▶ [GIVEN INSTRUCTION] Present the following entries again, word for word and in full.

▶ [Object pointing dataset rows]
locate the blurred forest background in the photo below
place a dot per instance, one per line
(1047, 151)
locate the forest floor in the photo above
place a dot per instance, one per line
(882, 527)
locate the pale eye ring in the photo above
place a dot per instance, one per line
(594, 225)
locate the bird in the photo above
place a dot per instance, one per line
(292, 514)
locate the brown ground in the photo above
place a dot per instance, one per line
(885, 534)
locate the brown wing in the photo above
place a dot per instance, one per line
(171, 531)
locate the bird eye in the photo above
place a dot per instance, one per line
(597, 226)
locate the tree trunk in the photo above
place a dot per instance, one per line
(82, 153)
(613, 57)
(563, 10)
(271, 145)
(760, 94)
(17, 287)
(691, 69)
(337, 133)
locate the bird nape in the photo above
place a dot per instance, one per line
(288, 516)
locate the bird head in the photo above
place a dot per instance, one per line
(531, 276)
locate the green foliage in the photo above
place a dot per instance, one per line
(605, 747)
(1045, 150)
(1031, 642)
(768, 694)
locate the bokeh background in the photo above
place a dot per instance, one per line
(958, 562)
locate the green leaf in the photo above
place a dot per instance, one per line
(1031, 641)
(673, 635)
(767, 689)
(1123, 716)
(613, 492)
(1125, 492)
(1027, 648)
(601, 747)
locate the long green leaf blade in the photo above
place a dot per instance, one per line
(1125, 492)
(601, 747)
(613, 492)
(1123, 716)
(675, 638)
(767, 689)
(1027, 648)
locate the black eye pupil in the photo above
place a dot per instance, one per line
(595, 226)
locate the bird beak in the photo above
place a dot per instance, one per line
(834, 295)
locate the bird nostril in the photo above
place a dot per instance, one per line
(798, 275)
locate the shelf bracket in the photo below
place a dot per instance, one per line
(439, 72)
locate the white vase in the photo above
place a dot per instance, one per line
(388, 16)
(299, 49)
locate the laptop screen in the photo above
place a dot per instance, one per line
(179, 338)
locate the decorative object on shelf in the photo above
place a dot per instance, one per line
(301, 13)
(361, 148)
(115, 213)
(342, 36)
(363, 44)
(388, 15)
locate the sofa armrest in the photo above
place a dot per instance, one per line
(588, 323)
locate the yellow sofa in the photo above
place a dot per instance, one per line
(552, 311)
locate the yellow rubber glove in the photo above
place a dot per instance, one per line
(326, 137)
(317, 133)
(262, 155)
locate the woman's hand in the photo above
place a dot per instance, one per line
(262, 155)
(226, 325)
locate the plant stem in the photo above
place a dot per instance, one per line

▶ [TASK RESULT]
locate the blurred forest background in the photo below
place a dot per instance, one per line
(1047, 151)
locate the forest floor in the photo above
place a dot per instance, one per line
(882, 527)
locate the pale eye ring in the photo above
place a dot per instance, one per line
(594, 225)
locate the bird in the photo above
place a dot per instance, one per line
(292, 514)
locate the brown ground in the photo above
place a dot per instance, one per line
(885, 534)
locate the brown wing in the photo above
place a dot per instance, one per line
(171, 531)
locate the bird eye in the photo above
place a dot per instance, one per line
(597, 226)
locate the tree trunk in the photo above
place a dot per instance, one per line
(82, 153)
(613, 57)
(563, 10)
(271, 145)
(760, 94)
(17, 287)
(691, 69)
(337, 133)
locate the bird nape in the photo above
place a dot per instance, one per line
(288, 516)
locate the bird head in the photo above
place a dot per instance, one per line
(531, 276)
locate the green foliage in the photo above
place a dot per instance, one per line
(605, 747)
(1045, 150)
(1031, 642)
(768, 694)
locate the bokeh background in the photo above
place a dot per instance, one per line
(958, 562)
locate the green leaf in the photo above
place a dot per instance, one per line
(1031, 641)
(673, 635)
(767, 689)
(1123, 716)
(613, 492)
(1125, 492)
(1027, 648)
(601, 747)
locate the long green leaf blade in the photo above
place a dot per instance, one per line
(1125, 492)
(601, 747)
(613, 492)
(1123, 716)
(675, 638)
(767, 689)
(1027, 648)
locate the black eye pupil in the photo above
place a dot per instance, one per line
(595, 226)
locate the bird beak in the photo above
place a dot per instance, one per line
(834, 295)
locate the bird nostril in the photo above
place a dot per instance, one per line
(798, 275)
locate the shelf bracket in the photo below
place a dot per instance, one per line
(439, 72)
locate the white vase in the photo above
place a dot per instance, one per line
(388, 16)
(299, 49)
locate the laptop screen in the photo above
place a dot per instance, one per line
(179, 338)
locate the decorative object on shelf in the photo above
place a dot per instance, one per line
(301, 13)
(361, 148)
(115, 213)
(342, 36)
(363, 44)
(388, 15)
locate the sofa armrest in the photo above
place a dot per instance, one per line
(588, 323)
locate the yellow sofa in the photo above
place a dot per instance, one per line
(552, 311)
locate the yellow rubber glove in the photo above
place a dot per instance, one per line
(326, 137)
(317, 133)
(262, 155)
locate the woman's hand in the photo above
place a dot per instance, one per line
(262, 155)
(226, 325)
locate the plant stem in the photo above
place a dot per instance, one per line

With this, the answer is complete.